## Extracted text:

+ + + + + + +

MIT 18.065: Lecture 25 - Stochastic Gradient Descent

Linear Algebra

Optimization

Stochastic Gradient Descent

Machine Learning

Finite-sum objectives, why SGD is cheaper than full gradient descent, why it fluctuates near the optimum, and how unbiased stochastic gradients, reshuffling, and mini-batches make large-scale learning practical.

Author

Chao Ma

Published

March 11, 2026

Many optimization problems in machine learning have the same structure: the objective is an average of per-sample losses. This lecture explains why that structure leads naturally to stochastic gradient descent, and why the noise in SGD is both its strength and its limitation.

Finite-Sum Problems

A large class of models can be written as

\[ f(x)=\frac{1}{n}\sum_{i=1}^n f_i(x). \]

Examples:

Least Squares

\[ \frac{1}{n}\|Ax-b\|^2 = \frac{1}{n}\sum_{i=1}^n (a_i^\top x-b_i)^2 = \frac{1}{n}\sum_{i=1}^n f_i(x). \]

Lasso

\[ \frac{1}{n}\|Ax-b\|^2+\lambda \|x\|_1 = \frac{1}{n}\sum_{i=1}^n (a_i^\top x-b_i)^2 + \lambda \sum_j |x_j|. \]

Support Vector Machine

\[ \frac{1}{2}\|x\|_2^2 + \frac{C}{n}\sum_{i=1}^n \max\bigl(0,1-y_i(x^\top a_i+b)\bigr). \]

Deep Neural Networks

\[ \frac{1}{n}\sum_{i=1}^n \text{loss}\bigl(y_i,\mathcal{DNN}(x;a_i)\bigr) = \frac{1}{n}\sum_{i=1}^n f_i(x). \]

This finite-sum form is the reason SGD exists as a specialized optimization method.

+ + + + + + +

## What you need to do:
1. Extract the passage from the SGD lecture notes starting with "Finite-sum objectives, why" and going on through "and its limitation.".
2. According to the SGD lecture notes, what structure do many optimization problems in machine learning share?
3. How would you render this sentence from the SGD lecture notes in Spanish: "This finite-sum form is the reason SGD exists as a specialized optimization method."
The listing after this comes from a different source.

+ + + + + + +

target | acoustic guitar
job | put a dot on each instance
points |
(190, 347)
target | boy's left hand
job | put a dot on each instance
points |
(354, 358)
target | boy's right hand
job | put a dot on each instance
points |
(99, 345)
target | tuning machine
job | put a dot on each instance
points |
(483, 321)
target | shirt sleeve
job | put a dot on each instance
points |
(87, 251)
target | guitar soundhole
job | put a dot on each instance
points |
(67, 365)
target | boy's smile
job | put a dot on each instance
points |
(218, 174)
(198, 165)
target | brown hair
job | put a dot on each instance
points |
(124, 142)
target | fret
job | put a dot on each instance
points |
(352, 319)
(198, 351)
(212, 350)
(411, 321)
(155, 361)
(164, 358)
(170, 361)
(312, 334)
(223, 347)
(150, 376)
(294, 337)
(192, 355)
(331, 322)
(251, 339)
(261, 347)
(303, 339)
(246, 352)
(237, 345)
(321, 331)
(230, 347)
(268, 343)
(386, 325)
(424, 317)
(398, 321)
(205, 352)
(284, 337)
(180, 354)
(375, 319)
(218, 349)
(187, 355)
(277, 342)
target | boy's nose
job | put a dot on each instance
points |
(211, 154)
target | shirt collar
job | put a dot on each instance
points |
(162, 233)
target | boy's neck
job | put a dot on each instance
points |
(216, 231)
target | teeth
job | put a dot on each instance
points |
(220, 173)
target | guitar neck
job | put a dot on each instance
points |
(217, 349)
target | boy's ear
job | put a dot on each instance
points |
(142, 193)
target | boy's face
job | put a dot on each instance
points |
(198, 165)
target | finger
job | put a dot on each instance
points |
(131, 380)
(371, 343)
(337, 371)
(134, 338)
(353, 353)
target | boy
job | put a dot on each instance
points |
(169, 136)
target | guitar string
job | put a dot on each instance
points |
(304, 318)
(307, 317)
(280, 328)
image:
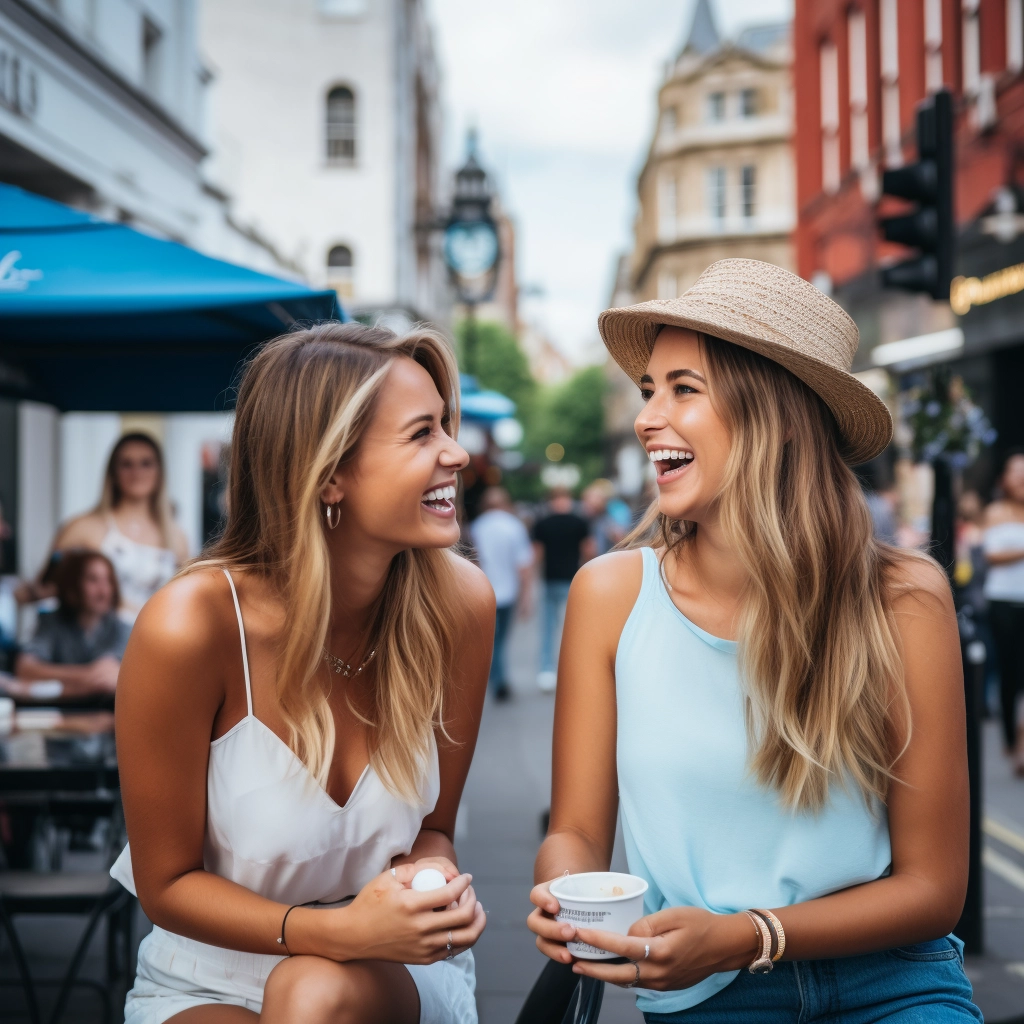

+ + + + + + +

## Answer set:
1.
Finite-sum objectives, why SGD is cheaper than full gradient descent, why it fluctuates near the optimum, and how unbiased stochastic gradients, reshuffling, and mini-batches make large-scale learning practical.

Author

Chao Ma

Published

March 11, 2026

Many optimization problems in machine learning have the same structure: the objective is an average of per-sample losses. This lecture explains why that structure leads naturally to stochastic gradient descent, and why the noise in SGD is both its strength and its limitation.

2. The objective is an average of per-sample losses.

3. Esta forma de suma finita es la razón por la que el SGD existe como un método de optimización especializado.